— HOW TO COMPLETE THIS TASK —
Could you output each line below precisely as it stands, without the images?
START TASK DATA
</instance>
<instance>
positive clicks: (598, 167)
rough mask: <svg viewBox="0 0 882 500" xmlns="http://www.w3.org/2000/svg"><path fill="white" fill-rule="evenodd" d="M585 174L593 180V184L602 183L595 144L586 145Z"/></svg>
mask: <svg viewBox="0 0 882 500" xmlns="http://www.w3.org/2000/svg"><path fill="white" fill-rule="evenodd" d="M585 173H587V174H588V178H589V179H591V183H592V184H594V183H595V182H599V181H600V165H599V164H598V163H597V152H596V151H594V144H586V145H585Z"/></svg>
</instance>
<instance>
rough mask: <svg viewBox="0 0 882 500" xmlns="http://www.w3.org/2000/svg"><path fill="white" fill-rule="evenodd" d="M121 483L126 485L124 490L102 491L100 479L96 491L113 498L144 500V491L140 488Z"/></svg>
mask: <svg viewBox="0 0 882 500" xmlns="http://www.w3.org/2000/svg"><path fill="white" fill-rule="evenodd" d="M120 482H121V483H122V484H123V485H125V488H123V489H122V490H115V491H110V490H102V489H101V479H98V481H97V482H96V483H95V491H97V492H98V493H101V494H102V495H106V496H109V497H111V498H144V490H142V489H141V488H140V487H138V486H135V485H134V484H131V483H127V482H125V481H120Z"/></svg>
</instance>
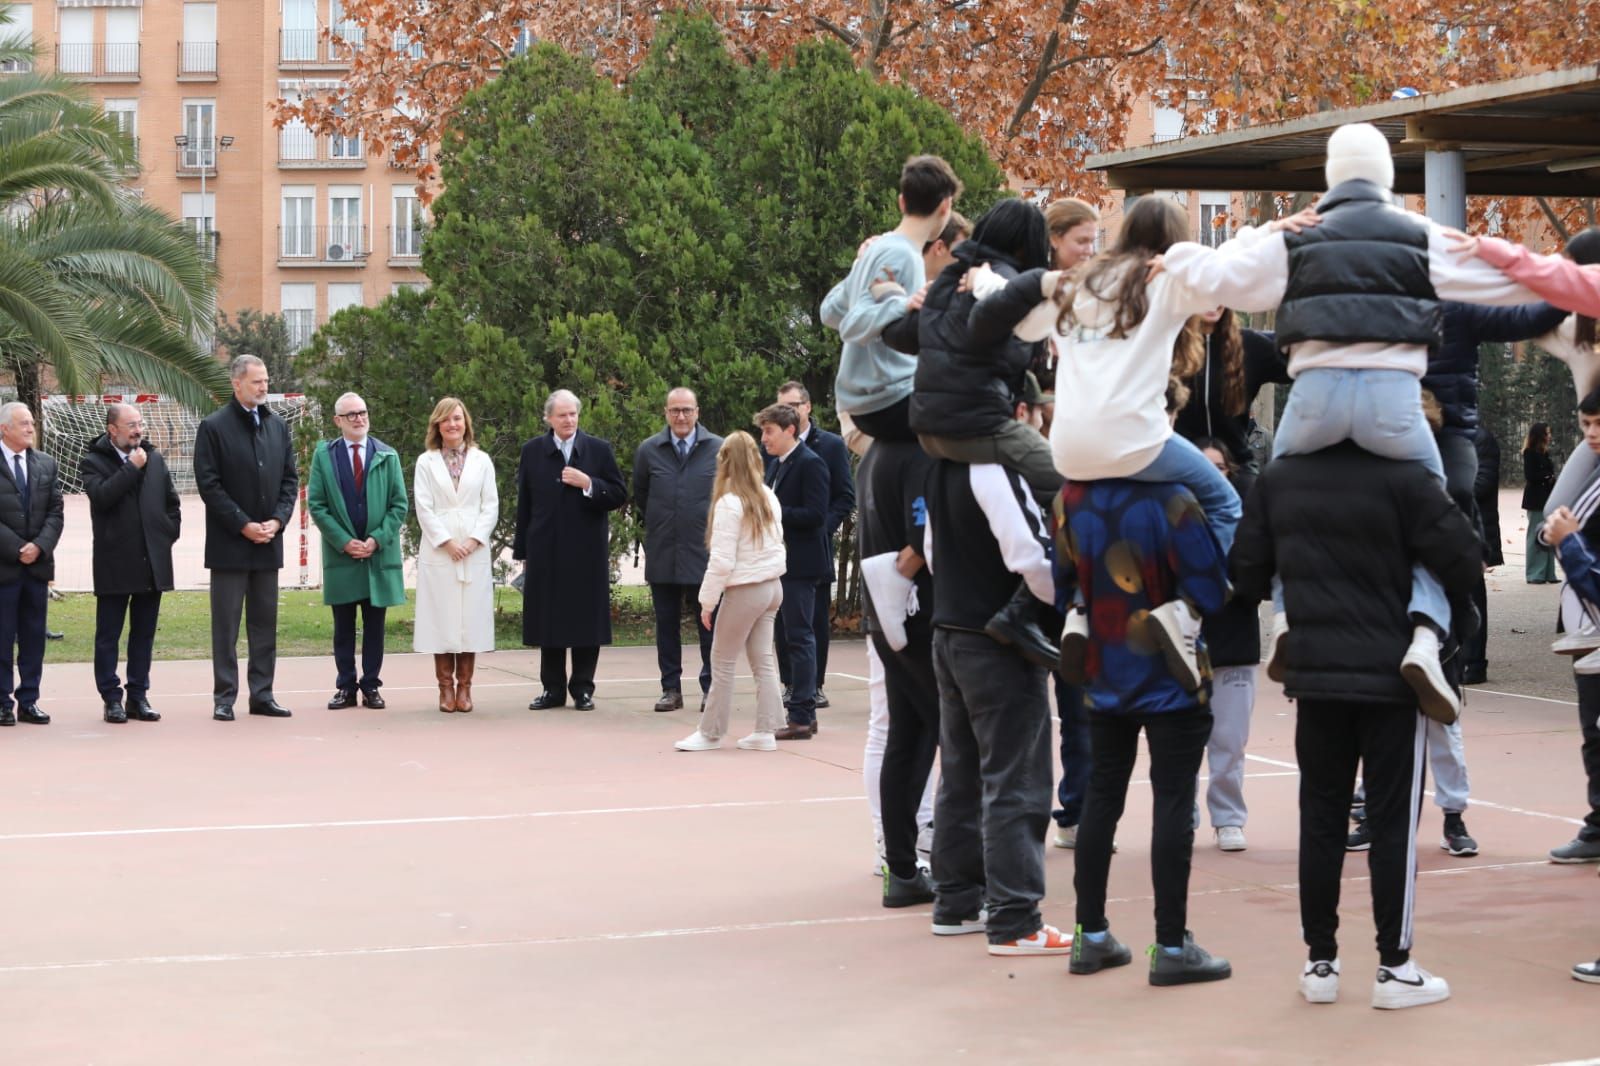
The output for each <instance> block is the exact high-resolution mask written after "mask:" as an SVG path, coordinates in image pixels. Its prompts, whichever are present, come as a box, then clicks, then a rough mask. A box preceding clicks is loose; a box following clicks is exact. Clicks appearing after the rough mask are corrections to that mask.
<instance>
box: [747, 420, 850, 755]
mask: <svg viewBox="0 0 1600 1066" xmlns="http://www.w3.org/2000/svg"><path fill="white" fill-rule="evenodd" d="M755 424H757V426H758V427H760V431H762V447H763V448H766V455H770V456H773V463H771V464H770V466H768V469H766V483H768V485H770V487H771V490H773V493H776V495H778V503H779V504H781V506H782V512H784V514H782V520H784V547H786V549H787V568H786V570H784V579H782V586H784V603H782V607H779V608H778V613H779V616H781V618H782V619H784V635H782V640H784V642H786V643H787V645H789V671H790V674H789V677H790V682H789V683H790V688H789V698H787V699H786V707H787V711H789V725H786V727H784V728H781V730H778V733H774V736H778V739H810V738H811V736H816V635H814V627H813V611H814V610H816V586H818V583H819V581H824V579H826V578H827V575H829V571H830V570H832V563H830V562H829V559H827V464H826V463H822V459H821V458H818V455H816V453H814V451H811V448H808V447H805V442H802V440H800V415H798V413H797V411H795V410H794V408H792V407H789V405H787V403H773V405H771V407H768V408H763V410H762V411H760V413H758V415H757V416H755Z"/></svg>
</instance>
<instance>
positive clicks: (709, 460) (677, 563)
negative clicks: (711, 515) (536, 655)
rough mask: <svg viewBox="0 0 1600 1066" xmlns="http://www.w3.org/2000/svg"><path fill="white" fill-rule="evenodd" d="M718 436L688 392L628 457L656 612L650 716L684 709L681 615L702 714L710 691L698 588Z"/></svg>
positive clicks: (676, 394) (712, 478)
mask: <svg viewBox="0 0 1600 1066" xmlns="http://www.w3.org/2000/svg"><path fill="white" fill-rule="evenodd" d="M720 448H722V437H718V435H717V434H714V432H710V431H707V429H706V427H704V426H701V424H699V400H698V399H694V391H693V389H683V387H678V389H674V391H672V392H669V394H667V427H666V429H662V431H661V432H659V434H656V435H654V437H650V439H648V440H645V443H642V445H638V451H635V453H634V511H635V514H637V515H638V519H640V522H643V525H645V581H646V583H650V599H651V602H653V603H654V608H656V666H658V667H659V669H661V699H658V701H656V711H678V709H682V707H683V648H682V643H680V634H682V632H683V629H682V618H683V616H682V608H683V605H685V603H688V605H690V608H688V613H690V618H693V619H694V629H696V631H698V632H699V645H701V672H699V685H701V709H702V711H704V709H706V693H707V691H710V629H707V627H706V626H701V624H699V583H701V579H702V578H704V576H706V515H707V512H709V511H710V490H712V485H714V483H715V480H717V451H718V450H720Z"/></svg>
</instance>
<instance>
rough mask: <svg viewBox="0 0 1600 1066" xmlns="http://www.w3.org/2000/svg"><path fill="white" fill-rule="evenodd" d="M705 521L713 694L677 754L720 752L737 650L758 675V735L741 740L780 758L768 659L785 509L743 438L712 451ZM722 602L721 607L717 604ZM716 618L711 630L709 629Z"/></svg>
mask: <svg viewBox="0 0 1600 1066" xmlns="http://www.w3.org/2000/svg"><path fill="white" fill-rule="evenodd" d="M710 498H712V506H710V520H709V522H707V523H706V546H707V547H709V549H710V559H709V560H707V562H706V578H704V579H702V581H701V623H702V624H704V626H706V627H707V629H712V631H714V635H712V643H710V691H709V693H707V695H706V714H702V715H701V723H699V728H698V730H694V731H693V733H690V735H688V736H685V738H683V739H680V741H678V743H677V744H674V747H677V749H678V751H710V749H712V747H722V735H723V733H726V731H728V717H730V715H731V712H733V667H734V666H736V664H738V661H739V648H744V656H746V659H749V663H750V672H752V674H755V731H754V733H750V735H749V736H746V738H744V739H741V741H739V747H742V749H746V751H778V739H776V738H774V736H773V733H774V731H776V730H778V727H779V725H781V723H782V717H784V714H782V712H784V703H782V696H781V695H779V688H778V664H776V661H774V659H773V618H776V616H778V605H779V603H782V599H784V591H782V584H779V581H778V579H779V578H782V576H784V533H782V527H781V525H779V522H781V519H782V507H781V506H779V504H778V496H774V495H773V490H771V488H768V487H766V485H765V483H763V479H762V456H760V451H758V448H757V447H755V439H754V437H750V434H747V432H742V431H741V432H731V434H728V437H726V440H723V442H722V448H720V450H718V451H717V480H715V483H714V485H712V493H710ZM718 600H722V608H720V610H718V608H717V602H718ZM712 611H717V624H715V627H714V626H712V624H710V619H712Z"/></svg>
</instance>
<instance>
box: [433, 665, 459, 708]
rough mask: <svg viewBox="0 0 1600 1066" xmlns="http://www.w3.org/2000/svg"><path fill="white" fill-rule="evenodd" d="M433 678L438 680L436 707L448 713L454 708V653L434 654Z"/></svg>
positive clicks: (455, 690)
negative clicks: (437, 693) (441, 654)
mask: <svg viewBox="0 0 1600 1066" xmlns="http://www.w3.org/2000/svg"><path fill="white" fill-rule="evenodd" d="M434 680H437V682H438V709H440V711H443V712H445V714H450V712H451V711H454V709H456V656H454V655H434Z"/></svg>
END TASK DATA
— WRITTEN ANSWER —
</instance>
<instance>
positive clicks: (598, 167)
rough mask: <svg viewBox="0 0 882 500" xmlns="http://www.w3.org/2000/svg"><path fill="white" fill-rule="evenodd" d="M585 174L593 180V184L602 183L595 144L586 145Z"/></svg>
mask: <svg viewBox="0 0 882 500" xmlns="http://www.w3.org/2000/svg"><path fill="white" fill-rule="evenodd" d="M585 173H587V174H588V178H589V179H591V183H592V184H594V183H595V182H599V181H600V165H599V164H598V163H597V152H596V151H594V144H586V145H585Z"/></svg>
</instance>
<instance>
rough mask: <svg viewBox="0 0 882 500" xmlns="http://www.w3.org/2000/svg"><path fill="white" fill-rule="evenodd" d="M121 483L126 485L124 490L102 491L100 479L96 491L113 498L144 500V491L140 488Z"/></svg>
mask: <svg viewBox="0 0 882 500" xmlns="http://www.w3.org/2000/svg"><path fill="white" fill-rule="evenodd" d="M120 482H121V483H122V484H123V485H125V488H123V489H122V490H115V491H110V490H102V489H101V479H98V481H97V482H96V483H95V491H97V492H98V493H101V494H102V495H106V496H109V497H111V498H144V490H142V489H141V488H140V487H138V486H135V485H134V484H131V483H127V482H125V481H120Z"/></svg>
</instance>
The output for each <instance> block is the exact high-resolution mask written after "mask:" as an SVG path, coordinates in image pixels. Its prompts, whichever are present, come as a box, then clicks, then a rough mask. A box preceding clicks is loose; a box following clicks is exact. Clicks appearing after the rough mask are corrections to that mask.
<instance>
box: [747, 420, 850, 755]
mask: <svg viewBox="0 0 1600 1066" xmlns="http://www.w3.org/2000/svg"><path fill="white" fill-rule="evenodd" d="M755 424H757V426H758V427H760V431H762V447H763V448H766V455H770V456H773V463H771V464H770V466H768V469H766V483H768V485H770V487H771V490H773V493H776V495H778V503H779V504H781V506H782V512H784V514H782V520H784V547H786V549H787V568H786V570H784V579H782V586H784V603H782V607H779V608H778V613H779V616H781V618H782V619H784V635H782V640H784V642H786V643H787V645H789V671H790V674H789V677H790V682H789V683H790V688H789V698H787V699H786V707H787V711H789V725H786V727H784V728H781V730H778V733H774V736H778V739H810V738H811V736H816V635H814V627H813V611H814V610H816V586H818V583H819V581H824V579H826V578H827V575H829V571H830V570H832V563H830V562H829V559H827V464H826V463H822V459H821V458H818V455H816V453H814V451H811V448H808V447H805V442H802V440H800V415H798V413H797V411H795V410H794V408H792V407H789V405H787V403H773V405H771V407H768V408H763V410H762V411H760V413H758V415H757V416H755Z"/></svg>
</instance>
<instance>
positive clicks: (709, 460) (677, 563)
negative clicks: (711, 515) (536, 655)
rough mask: <svg viewBox="0 0 1600 1066" xmlns="http://www.w3.org/2000/svg"><path fill="white" fill-rule="evenodd" d="M718 436L688 392L628 457L656 612L650 716L684 709L681 615L702 714L710 691L698 588Z"/></svg>
positive clicks: (676, 394) (712, 478)
mask: <svg viewBox="0 0 1600 1066" xmlns="http://www.w3.org/2000/svg"><path fill="white" fill-rule="evenodd" d="M720 448H722V437H718V435H717V434H714V432H710V431H707V429H706V427H704V426H701V424H699V400H698V399H694V391H693V389H683V387H678V389H674V391H672V392H669V394H667V427H666V429H662V431H661V432H659V434H656V435H654V437H650V439H648V440H645V443H642V445H638V451H635V453H634V511H635V514H637V515H638V519H640V522H643V525H645V581H646V583H650V599H651V602H653V603H654V608H656V666H658V667H659V669H661V699H658V701H656V711H678V709H682V707H683V648H682V643H680V634H682V632H683V629H682V618H683V616H682V608H683V605H685V603H688V605H690V608H688V613H690V618H693V619H694V629H696V631H698V632H699V645H701V672H699V685H701V709H702V711H704V709H706V693H707V691H710V629H707V627H706V626H701V624H699V583H701V579H702V578H704V576H706V515H707V512H709V511H710V490H712V485H714V483H715V480H717V451H718V450H720Z"/></svg>
</instance>
<instance>
rough mask: <svg viewBox="0 0 1600 1066" xmlns="http://www.w3.org/2000/svg"><path fill="white" fill-rule="evenodd" d="M705 521L713 694L677 754L720 752L737 650L758 675V735L741 740L780 758L768 659L785 509L743 438L712 451ZM722 602L721 607L717 604ZM716 618L711 630L709 629Z"/></svg>
mask: <svg viewBox="0 0 1600 1066" xmlns="http://www.w3.org/2000/svg"><path fill="white" fill-rule="evenodd" d="M710 498H712V506H710V520H709V522H707V523H706V546H707V547H709V549H710V559H709V560H707V562H706V578H704V579H702V581H701V623H702V624H704V626H706V627H707V629H712V631H714V635H712V643H710V691H709V693H707V695H706V714H702V715H701V723H699V728H698V730H694V731H693V733H690V735H688V736H685V738H683V739H680V741H678V743H677V744H674V747H677V749H678V751H710V749H712V747H722V735H723V733H726V731H728V717H730V715H731V712H733V667H734V666H736V664H738V661H739V648H744V656H746V659H749V663H750V672H752V674H755V731H754V733H750V735H749V736H746V738H744V739H741V741H739V747H742V749H746V751H778V739H776V738H774V736H773V733H774V731H776V730H778V727H779V725H781V723H782V717H784V714H782V712H784V703H782V696H781V695H779V688H778V664H776V661H774V659H773V618H776V616H778V605H779V603H782V599H784V591H782V584H779V581H778V579H779V578H782V576H784V533H782V527H781V525H779V522H781V519H782V507H781V506H779V504H778V496H774V495H773V490H771V488H768V487H766V485H765V483H763V479H762V456H760V451H758V448H757V447H755V439H754V437H750V434H747V432H742V431H741V432H731V434H728V437H726V440H723V442H722V448H720V450H718V451H717V480H715V483H714V485H712V493H710ZM718 600H722V608H720V610H718V608H717V602H718ZM712 611H717V624H715V627H714V626H712V624H710V619H712Z"/></svg>
</instance>
<instance>
box: [433, 665, 459, 708]
rough mask: <svg viewBox="0 0 1600 1066" xmlns="http://www.w3.org/2000/svg"><path fill="white" fill-rule="evenodd" d="M433 678L438 680L436 707L448 713L454 708V653L434 654Z"/></svg>
positive clicks: (455, 690)
negative clicks: (437, 693) (441, 654)
mask: <svg viewBox="0 0 1600 1066" xmlns="http://www.w3.org/2000/svg"><path fill="white" fill-rule="evenodd" d="M434 680H437V682H438V709H440V711H443V712H445V714H450V712H451V711H454V709H456V656H454V655H434Z"/></svg>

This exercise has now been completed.